▼

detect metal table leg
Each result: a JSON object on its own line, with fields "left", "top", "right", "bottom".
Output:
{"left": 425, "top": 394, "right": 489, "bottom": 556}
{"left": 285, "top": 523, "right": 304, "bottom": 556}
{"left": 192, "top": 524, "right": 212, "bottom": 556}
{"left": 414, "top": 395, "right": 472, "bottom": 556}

▲

→ **Exercise brief**
All the records above need to be set down again exactly as they were given.

→ **Reply to the task**
detect metal table leg
Each result: a JSON object on its own line, with fields "left", "top", "right", "bottom".
Output:
{"left": 425, "top": 394, "right": 489, "bottom": 556}
{"left": 285, "top": 523, "right": 304, "bottom": 556}
{"left": 192, "top": 524, "right": 212, "bottom": 556}
{"left": 414, "top": 395, "right": 472, "bottom": 556}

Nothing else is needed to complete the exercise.